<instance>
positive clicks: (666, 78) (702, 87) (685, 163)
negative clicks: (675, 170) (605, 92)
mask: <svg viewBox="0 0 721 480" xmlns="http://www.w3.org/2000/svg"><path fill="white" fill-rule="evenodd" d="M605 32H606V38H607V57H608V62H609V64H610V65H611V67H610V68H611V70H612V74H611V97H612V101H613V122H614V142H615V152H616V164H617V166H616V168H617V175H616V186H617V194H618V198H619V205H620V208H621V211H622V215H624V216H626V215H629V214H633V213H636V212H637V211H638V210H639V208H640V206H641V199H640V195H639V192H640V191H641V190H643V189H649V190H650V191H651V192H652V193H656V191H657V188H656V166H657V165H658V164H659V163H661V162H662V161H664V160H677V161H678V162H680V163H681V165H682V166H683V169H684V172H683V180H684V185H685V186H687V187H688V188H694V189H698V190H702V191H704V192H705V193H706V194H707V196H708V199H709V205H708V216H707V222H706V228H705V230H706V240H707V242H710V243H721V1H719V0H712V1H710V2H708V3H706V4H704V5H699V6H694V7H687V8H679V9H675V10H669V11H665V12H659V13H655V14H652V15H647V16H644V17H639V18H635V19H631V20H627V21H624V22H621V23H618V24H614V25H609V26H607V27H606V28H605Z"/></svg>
______
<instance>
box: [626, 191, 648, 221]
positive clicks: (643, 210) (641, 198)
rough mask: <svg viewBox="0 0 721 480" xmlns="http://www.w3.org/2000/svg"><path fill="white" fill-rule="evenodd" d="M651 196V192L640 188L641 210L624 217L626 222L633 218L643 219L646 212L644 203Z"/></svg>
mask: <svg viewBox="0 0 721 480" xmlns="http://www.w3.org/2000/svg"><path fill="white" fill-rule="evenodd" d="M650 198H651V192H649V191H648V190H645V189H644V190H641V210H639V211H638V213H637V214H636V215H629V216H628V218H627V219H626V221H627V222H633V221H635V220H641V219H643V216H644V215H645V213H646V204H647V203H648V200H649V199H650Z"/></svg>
______
◆ What the task requires
Count up the lines in the listing that hold the word "positive", and give that number only.

◆ Finished exercise
2